Extract to read:
• • •

Then came the exchange-traded fund (ETF). ETFs were cheaper to maintain for Vanguard (and everyone else). This drove costs even lower. ETFs could be bought and sold at any brokerage with the same transaction costs as a stock. ETFs also had inherent tax-advantages that made it much easier to avoid creating capital gains distributions. I believe a big break happened when Vanguard stopped holding the mutual fund and ETF expense ratios at the exact same level. Everyone was incentivized further to hold the ETF version.

Today, the expense ratio for the flagship S&P 500 index mutual fund is only 0.04% annually ($4 a year for every $10,000 invested). But the ETF version is only 0.03% annually ($3 a year for every $10,000 invested). There are both certainly much cheaper than 20 years ago, but today each of their ETFs also has at least two other competitors at the same low expense ratio. Vanguard probably feels forced to keep their ETF costs as low as possible, lest they hurt their “low-cost” brand.

However, since each Vanguard fund has to pay for its own expenses including customer service costs, Vanguard is now incentivized to have you hold your ETF at another brokerage. (And once you start holding Vanguard ETFs in another brokerage, technically you should be rooting for lower costs and thus Vanguard to spend less on customer service as well.) Trades are zero now everywhere. But every single customer service call still has to be paid for somehow, and from this perspective, you can begin to understand why their customer service has gone downhill. Their margins are purposefully thin and the only solutions are to either raise their expense ratios a tiny bit (slower growth and perhaps lower executive salaries) or just try to keep spending as little as possible on customer service.

Guess which one they picked? From WSJ article (gift) Vanguard’s Die-Hard Customers Have a Message for New CEO: ‘The Service Is Abysmal’:

Brokerage-account customers were also recently warned that “excessive reliance on phone associates” could lead to additional fees or account termination.

• • •

Instruction a: In the Vanguard passage, substitute "account closure" for "account termination" and write out the text between "Brokerage-account customers were" and "or account termination.", inclusive.
The listing below has no connection to the Vanguard passage.

Source material:
• • •

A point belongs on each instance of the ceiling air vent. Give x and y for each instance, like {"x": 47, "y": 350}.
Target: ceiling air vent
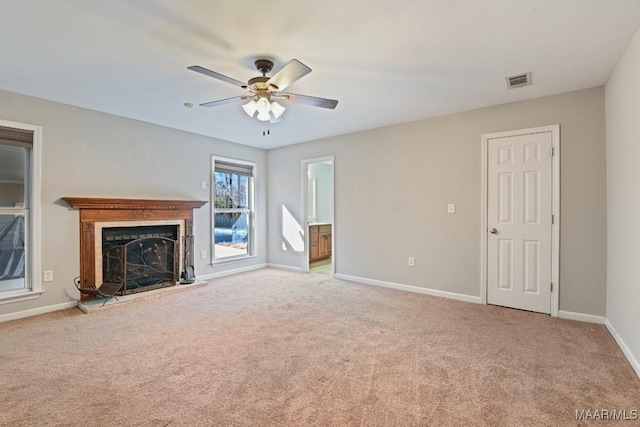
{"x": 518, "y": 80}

• • •

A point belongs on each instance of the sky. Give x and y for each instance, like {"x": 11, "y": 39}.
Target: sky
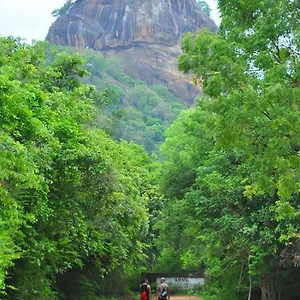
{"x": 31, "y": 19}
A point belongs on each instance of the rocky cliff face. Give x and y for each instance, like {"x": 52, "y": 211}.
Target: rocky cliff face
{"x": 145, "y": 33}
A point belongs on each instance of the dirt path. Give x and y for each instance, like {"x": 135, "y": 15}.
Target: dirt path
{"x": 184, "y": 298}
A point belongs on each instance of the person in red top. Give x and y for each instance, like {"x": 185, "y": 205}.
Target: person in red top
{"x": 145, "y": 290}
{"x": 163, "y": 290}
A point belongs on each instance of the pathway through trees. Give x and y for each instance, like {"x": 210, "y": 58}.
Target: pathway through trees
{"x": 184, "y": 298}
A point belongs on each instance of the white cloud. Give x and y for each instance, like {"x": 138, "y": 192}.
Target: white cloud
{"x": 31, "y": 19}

• • •

Instruction b: Pull out every line of the listing that contains the string "trees", matching case exactly.

Task result a:
Brokerage-account customers were also recently warned that “excessive reliance on phone associates” could lead to additional fees or account closure.

Task result b:
A point belongs on each instance of the pathway through trees. Give x and y for each instance, like {"x": 210, "y": 58}.
Target: pathway through trees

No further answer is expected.